====== TASK INPUTS

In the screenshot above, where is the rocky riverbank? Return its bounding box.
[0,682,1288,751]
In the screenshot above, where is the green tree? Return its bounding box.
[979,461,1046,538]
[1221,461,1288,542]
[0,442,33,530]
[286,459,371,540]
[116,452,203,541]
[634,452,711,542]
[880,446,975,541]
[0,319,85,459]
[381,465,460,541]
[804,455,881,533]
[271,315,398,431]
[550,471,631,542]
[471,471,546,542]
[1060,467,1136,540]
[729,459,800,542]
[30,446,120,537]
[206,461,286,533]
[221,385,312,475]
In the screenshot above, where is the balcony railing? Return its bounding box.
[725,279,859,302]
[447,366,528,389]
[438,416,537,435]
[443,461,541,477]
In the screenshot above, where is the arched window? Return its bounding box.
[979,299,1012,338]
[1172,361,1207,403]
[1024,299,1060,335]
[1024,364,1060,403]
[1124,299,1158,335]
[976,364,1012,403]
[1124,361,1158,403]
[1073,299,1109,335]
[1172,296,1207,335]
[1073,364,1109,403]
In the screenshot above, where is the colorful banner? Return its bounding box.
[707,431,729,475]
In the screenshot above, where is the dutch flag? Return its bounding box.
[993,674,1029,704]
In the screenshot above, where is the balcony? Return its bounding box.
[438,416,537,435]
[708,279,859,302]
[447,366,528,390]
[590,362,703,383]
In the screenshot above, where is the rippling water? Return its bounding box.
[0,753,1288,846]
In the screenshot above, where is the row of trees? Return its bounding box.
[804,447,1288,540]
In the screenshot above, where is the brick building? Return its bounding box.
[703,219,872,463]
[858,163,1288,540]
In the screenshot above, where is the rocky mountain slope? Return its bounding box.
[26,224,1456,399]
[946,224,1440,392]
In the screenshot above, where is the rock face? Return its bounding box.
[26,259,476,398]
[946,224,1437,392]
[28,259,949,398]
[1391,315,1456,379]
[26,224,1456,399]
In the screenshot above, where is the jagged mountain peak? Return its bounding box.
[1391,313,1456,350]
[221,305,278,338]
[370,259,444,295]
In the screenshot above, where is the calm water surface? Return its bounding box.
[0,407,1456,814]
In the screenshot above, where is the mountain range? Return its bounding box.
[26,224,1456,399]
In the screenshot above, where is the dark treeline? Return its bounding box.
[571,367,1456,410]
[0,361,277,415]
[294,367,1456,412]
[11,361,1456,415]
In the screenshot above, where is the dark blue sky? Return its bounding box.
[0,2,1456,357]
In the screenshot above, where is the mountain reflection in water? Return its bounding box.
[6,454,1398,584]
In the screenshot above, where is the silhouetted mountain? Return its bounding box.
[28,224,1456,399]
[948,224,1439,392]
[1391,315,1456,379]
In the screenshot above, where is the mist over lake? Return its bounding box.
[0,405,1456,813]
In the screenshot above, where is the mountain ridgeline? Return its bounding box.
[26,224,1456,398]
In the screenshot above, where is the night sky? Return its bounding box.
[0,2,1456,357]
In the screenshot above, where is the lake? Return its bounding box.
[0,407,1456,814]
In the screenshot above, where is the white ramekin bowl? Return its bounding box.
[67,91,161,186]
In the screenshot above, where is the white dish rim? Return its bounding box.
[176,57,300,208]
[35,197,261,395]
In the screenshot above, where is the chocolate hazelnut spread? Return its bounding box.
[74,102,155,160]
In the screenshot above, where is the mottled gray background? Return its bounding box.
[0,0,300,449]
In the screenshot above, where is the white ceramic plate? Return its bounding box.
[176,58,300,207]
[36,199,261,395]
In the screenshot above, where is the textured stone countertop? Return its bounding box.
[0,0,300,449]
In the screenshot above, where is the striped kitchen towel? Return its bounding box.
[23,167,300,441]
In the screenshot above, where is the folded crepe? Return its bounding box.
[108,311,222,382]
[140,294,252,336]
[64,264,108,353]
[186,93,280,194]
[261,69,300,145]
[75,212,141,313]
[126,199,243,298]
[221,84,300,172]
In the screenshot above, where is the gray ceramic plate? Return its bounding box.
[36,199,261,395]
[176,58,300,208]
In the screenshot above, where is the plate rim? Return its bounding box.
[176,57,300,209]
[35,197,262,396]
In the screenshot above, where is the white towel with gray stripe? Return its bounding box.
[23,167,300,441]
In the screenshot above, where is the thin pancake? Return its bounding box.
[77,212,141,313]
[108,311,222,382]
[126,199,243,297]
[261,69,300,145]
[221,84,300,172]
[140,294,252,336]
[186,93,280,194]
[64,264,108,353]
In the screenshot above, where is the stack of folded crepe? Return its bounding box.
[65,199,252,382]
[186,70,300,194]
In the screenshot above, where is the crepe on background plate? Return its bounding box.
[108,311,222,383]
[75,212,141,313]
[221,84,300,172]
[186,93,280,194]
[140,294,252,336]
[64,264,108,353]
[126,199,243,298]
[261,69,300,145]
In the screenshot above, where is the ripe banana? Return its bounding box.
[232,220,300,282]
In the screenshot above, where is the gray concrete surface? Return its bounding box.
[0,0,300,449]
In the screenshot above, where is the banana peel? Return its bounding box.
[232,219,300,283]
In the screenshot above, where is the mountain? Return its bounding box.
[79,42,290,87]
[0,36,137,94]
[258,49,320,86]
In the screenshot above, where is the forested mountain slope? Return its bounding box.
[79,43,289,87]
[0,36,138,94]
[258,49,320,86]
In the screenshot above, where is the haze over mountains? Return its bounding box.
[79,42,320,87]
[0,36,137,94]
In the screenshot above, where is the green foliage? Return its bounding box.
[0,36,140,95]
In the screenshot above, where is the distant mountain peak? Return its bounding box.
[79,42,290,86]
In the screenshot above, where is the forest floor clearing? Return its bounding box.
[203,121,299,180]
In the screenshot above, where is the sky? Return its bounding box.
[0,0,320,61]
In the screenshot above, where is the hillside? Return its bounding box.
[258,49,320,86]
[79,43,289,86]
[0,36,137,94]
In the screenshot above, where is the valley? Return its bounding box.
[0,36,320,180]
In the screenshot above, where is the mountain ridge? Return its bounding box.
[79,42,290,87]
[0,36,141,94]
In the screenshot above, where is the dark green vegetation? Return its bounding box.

============

Repeat only the lines running from the line that contains "In the screenshot above, where is the haze" through the last line above, inclusive.

In the screenshot above, where is the haze over mountains? Return its bounding box.
[79,42,320,87]
[0,36,137,94]
In the screenshot above, where is the green foliage? Return its bounding box.
[0,36,140,95]
In the screenshot above, where is the distant mountain peak? Return its bounding box.
[79,42,290,86]
In the screenshot above, where is the forest floor clearing? Return its bounding box.
[203,121,299,180]
In the screenshot above, where is the sky? Return its bounding box.
[0,0,320,61]
In the screenshot above, where is the hillside? Return its bounding box.
[258,49,320,86]
[79,43,289,86]
[0,36,137,94]
In the screenshot above, where is the valley? Return its bounding box.
[0,36,320,180]
In the screenshot above, where is the mountain ridge? Return its bounding box.
[79,42,290,87]
[0,36,141,94]
In the screenshot above, where is the dark green vegetation? Return its bounding box.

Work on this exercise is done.